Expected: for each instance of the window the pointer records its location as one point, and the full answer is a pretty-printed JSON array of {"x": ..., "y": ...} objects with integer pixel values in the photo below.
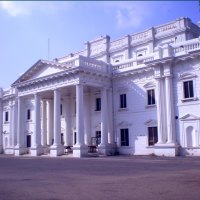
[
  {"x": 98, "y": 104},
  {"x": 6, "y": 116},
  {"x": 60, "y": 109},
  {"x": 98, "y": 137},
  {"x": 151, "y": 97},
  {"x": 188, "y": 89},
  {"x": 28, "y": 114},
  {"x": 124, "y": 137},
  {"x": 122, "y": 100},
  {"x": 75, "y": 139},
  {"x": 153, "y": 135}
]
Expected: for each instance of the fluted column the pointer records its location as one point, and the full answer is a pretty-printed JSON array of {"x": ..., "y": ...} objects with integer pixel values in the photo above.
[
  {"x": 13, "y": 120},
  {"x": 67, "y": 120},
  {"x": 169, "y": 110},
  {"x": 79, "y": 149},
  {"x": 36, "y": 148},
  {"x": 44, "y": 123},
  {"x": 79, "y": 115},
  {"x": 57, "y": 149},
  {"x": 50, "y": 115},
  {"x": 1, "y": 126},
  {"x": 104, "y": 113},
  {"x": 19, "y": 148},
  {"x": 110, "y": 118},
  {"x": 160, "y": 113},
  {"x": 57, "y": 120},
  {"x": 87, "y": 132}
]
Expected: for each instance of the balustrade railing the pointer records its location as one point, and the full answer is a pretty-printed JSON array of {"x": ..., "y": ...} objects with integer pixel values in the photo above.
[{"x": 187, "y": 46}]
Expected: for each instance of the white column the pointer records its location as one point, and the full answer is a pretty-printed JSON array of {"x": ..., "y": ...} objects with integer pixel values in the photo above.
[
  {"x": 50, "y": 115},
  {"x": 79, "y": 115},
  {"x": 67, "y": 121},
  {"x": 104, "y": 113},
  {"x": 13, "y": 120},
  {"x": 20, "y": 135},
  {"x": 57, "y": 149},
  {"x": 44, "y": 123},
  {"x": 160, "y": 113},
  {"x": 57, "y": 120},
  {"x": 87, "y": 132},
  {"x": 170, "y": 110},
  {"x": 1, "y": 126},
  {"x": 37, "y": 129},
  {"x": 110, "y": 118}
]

□ □ □ □

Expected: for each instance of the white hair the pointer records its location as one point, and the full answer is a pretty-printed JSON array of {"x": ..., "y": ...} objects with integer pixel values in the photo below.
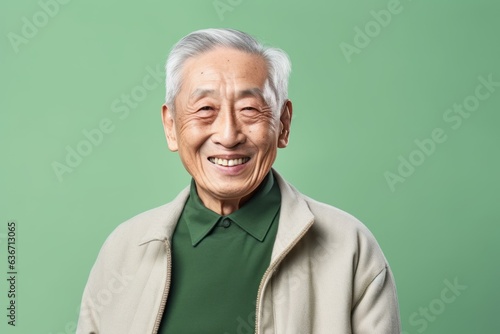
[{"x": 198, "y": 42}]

□ □ □ □

=== To be done ===
Pick out every line in the listing above that contains the string "column". Case counts.

=== Solved problem ===
Expected: for each instance of the fluted column the pointer records its location as one point, and the full answer is a pretty-printed JSON array of {"x": ..., "y": ...} objects with integer pixel values in the photo above.
Expected: for each instance of the white column the pointer records its location as one point, and the full answer is a pretty-printed JSON array of {"x": ..., "y": ...} objects with integer pixel values in the photo above.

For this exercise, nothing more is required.